[Opening EXTRACTED TEXT section]

Researchers at SLAC and Stanford are developing new accelerator-based technology that aims to speed up cancer radiation therapy by hundreds of times and make related medical devices more compact. The approach could reduce side effects in patients and possibly make radiation therapy more accessible around the world.

New accelerator-based technology being developed by the Department of Energy's SLAC National Accelerator Laboratory and Stanford University aims to reduce the side effects of cancer radiation therapy by shrinking its duration from minutes to under a second. Built into future compact medical devices, technology developed for high-energy physics could also help make radiation therapy more accessible around the world.

Now, the SLAC/Stanford team has received crucial funding to proceed with two projects to develop possible treatments for tumors -- one using X-rays, the other using protons. The idea behind both is to blast cancer cells so quickly that organs and other tissues don't have time to move during the exposure -- much like taking a single freeze frame from a video. This reduces the chance that radiation will hit and damage healthy tissue around tumors, making radiation therapy more precise.

[Closing EXTRACTED TEXT section]
[Opening PROVIDED MATERIAL section]

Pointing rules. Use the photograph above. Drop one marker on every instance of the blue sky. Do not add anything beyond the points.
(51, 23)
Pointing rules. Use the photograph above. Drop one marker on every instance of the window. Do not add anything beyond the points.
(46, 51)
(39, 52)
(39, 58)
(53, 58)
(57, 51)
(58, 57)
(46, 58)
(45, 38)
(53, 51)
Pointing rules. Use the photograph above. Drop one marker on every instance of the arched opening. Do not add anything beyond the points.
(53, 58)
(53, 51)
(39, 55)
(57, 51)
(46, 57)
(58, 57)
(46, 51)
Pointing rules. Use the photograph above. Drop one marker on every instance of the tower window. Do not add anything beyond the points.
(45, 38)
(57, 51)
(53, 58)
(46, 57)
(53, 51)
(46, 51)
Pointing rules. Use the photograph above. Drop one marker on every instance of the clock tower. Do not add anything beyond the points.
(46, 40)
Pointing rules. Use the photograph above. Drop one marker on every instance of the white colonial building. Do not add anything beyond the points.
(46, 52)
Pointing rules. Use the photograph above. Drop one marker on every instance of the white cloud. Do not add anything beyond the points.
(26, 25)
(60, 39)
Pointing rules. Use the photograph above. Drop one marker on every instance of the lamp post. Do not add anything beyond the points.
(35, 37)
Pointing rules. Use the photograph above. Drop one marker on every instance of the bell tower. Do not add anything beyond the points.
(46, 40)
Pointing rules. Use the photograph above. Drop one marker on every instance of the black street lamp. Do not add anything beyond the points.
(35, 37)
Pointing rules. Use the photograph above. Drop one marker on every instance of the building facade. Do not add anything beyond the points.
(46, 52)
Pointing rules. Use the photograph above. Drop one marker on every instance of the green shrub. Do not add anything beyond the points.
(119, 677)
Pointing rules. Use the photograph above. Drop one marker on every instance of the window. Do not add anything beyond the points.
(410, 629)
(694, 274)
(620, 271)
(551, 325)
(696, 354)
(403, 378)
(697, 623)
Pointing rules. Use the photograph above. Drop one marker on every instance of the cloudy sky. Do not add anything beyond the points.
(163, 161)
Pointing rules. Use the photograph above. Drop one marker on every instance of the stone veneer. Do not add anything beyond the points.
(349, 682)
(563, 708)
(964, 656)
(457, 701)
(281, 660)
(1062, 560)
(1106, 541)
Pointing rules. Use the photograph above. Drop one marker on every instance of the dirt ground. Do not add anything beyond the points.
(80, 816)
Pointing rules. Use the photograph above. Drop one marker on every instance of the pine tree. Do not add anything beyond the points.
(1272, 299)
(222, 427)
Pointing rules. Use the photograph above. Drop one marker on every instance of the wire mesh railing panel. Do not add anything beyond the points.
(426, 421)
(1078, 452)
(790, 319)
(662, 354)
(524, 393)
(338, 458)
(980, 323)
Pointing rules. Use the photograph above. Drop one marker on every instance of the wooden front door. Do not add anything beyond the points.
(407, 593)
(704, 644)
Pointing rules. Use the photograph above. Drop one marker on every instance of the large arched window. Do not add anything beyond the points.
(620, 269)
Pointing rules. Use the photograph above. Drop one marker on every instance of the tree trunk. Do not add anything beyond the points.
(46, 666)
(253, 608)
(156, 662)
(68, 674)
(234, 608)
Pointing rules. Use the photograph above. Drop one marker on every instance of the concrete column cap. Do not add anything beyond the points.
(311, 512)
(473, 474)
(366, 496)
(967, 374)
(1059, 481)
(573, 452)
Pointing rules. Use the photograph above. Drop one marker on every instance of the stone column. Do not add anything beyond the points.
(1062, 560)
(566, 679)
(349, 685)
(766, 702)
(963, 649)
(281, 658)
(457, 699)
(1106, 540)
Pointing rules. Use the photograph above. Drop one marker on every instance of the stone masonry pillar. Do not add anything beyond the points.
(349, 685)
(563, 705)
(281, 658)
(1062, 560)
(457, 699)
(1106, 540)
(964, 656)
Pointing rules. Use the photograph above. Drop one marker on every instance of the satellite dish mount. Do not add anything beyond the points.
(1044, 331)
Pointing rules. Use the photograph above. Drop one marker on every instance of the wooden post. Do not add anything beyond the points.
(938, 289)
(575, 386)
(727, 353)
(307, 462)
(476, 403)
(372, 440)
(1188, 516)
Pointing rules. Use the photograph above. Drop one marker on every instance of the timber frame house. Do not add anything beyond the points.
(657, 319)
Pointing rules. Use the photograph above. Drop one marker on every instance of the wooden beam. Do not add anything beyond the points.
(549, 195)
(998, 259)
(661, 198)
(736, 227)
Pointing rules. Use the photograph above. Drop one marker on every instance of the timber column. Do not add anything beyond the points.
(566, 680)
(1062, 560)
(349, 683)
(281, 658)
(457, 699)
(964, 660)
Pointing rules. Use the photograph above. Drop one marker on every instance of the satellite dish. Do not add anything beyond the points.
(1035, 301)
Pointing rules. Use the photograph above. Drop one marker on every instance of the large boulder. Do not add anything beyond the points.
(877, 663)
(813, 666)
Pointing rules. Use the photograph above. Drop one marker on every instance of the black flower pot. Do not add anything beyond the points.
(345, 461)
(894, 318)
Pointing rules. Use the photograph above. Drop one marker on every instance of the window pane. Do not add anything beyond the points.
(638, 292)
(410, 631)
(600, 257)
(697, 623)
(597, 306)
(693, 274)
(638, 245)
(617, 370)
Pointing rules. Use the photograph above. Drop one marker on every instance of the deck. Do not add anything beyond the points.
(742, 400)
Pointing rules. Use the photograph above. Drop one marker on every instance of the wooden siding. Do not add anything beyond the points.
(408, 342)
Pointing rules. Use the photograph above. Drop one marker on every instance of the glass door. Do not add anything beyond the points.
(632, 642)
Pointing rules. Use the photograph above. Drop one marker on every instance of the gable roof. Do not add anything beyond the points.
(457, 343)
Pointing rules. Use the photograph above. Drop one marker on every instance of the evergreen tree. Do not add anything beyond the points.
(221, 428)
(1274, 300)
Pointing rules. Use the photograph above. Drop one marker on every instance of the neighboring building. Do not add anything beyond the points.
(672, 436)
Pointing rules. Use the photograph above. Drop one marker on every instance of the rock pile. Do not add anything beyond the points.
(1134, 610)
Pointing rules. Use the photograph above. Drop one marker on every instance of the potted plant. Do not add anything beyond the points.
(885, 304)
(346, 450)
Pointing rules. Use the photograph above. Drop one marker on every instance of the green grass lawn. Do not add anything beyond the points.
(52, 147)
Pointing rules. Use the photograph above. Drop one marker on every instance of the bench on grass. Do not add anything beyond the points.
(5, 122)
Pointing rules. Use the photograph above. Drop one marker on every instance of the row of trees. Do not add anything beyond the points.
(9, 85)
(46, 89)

[Closing PROVIDED MATERIAL section]

> **INSTRUCTIONS**:
a: Do these statements agree with the text on faster cancer radiation therapy? (i) The new technology aims to cut treatment time from minutes to under a second. (ii) Both funded projects use X-rays. (iii) The speed is meant to leave organs and other tissues no time to move during exposure. For each, answer yes or no and quote the deciding words from the text.
b: Carry on the text about faster cancer radiation therapy, starting after its last sentence.

> **RESPONSES BY ITEM NUMBER**:
a:
(i) Yes: "shrinking its duration from minutes to under a second"
(ii) No: "one using X-rays, the other using protons"
(iii) Yes: "organs and other tissues don't have time to move during the exposure"

b:
"Delivering the radiation dose of an entire therapy session with a single flash lasting less than a second would be the ultimate way of managing the constant motion of organs and tissues, and a major advance compared with methods we're using today," said Billy Loo, an associate professor of radiation oncology at the Stanford School of Medicine.

Sami Tantawi, a professor of particle physics and astrophysics and the chief scientist for the RF Accelerator Research Division in SLAC's Technology Innovation Directorate, who works with Loo on both projects, said, "In order to deliver high-intensity radiation efficiently enough, we need accelerator structures that are hundreds of times more powerful than today's technology. The funding we received will help us build these structures."